### Problem description
Swap every "Format example" for "Sample format" in the material below, and reproduce everything else unchanged. Leave the pictures out.

### Information shown
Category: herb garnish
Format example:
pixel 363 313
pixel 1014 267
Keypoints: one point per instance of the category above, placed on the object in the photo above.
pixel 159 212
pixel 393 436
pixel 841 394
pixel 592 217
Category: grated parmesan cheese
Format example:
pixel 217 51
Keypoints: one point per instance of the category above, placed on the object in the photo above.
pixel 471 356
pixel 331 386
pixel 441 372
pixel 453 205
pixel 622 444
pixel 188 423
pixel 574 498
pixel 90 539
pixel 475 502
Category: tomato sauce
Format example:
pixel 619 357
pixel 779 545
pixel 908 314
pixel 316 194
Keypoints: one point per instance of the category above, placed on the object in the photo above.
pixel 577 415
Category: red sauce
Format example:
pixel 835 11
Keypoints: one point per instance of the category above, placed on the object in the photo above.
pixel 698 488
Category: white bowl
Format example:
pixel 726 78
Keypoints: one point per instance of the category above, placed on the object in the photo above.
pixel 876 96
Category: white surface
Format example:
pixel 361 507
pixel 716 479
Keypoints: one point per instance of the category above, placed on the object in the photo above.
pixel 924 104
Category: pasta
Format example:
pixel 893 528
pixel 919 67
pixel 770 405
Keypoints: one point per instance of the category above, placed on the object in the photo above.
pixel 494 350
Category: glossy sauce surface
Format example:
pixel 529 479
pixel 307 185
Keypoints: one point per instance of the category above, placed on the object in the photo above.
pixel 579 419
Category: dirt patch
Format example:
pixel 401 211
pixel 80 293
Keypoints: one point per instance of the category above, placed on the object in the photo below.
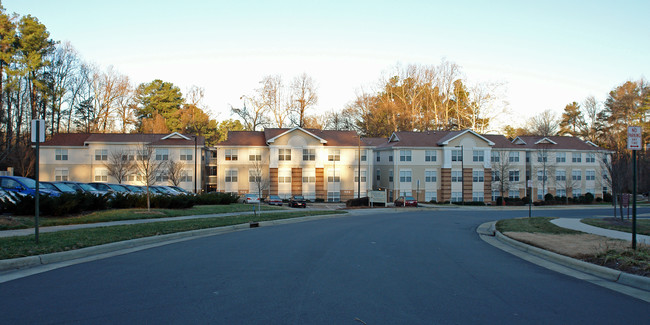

### Problem solution
Category: herb garnish
Sample format:
pixel 363 313
pixel 1014 267
Keypoints: one point per instance of the category above, placed on the object in the photo above.
pixel 159 212
pixel 393 436
pixel 841 394
pixel 592 217
Category: grated parmesan cheese
Sample format:
pixel 217 51
Keypoints: one point per instance of the category above, placed on the object in the photo above.
pixel 471 356
pixel 331 386
pixel 441 372
pixel 453 205
pixel 622 444
pixel 188 423
pixel 574 498
pixel 90 539
pixel 475 502
Category: tomato sauce
Sample format:
pixel 619 357
pixel 779 545
pixel 908 314
pixel 316 194
Keypoints: one point per instance of the category above, placed on the object in the photo above.
pixel 577 415
Category: red sauce
Sample format:
pixel 835 11
Keypoints: one point per instance of the category above, placed on the object in the photo above.
pixel 698 488
Category: white bowl
Sample format:
pixel 726 78
Keypoints: one point per instance of the category above, placed on the object in the photo above.
pixel 876 96
Category: white surface
Sample format:
pixel 361 507
pixel 716 479
Keypoints: one point per instance of the category above, placed on the object in the photo above.
pixel 924 104
Category: pasta
Sample format:
pixel 893 528
pixel 919 67
pixel 770 405
Keypoints: one point per instance of the category above, placed on the object in the photo above.
pixel 494 350
Category: glossy sauce surface
Sample format:
pixel 529 479
pixel 307 185
Keypoints: one point per instance of the category above, placed on the object in the photo above.
pixel 579 419
Category: dirt patch
Sample format:
pixel 401 211
pixel 80 293
Keypoints: one point per instance of the category above, placed on the object in the photo below.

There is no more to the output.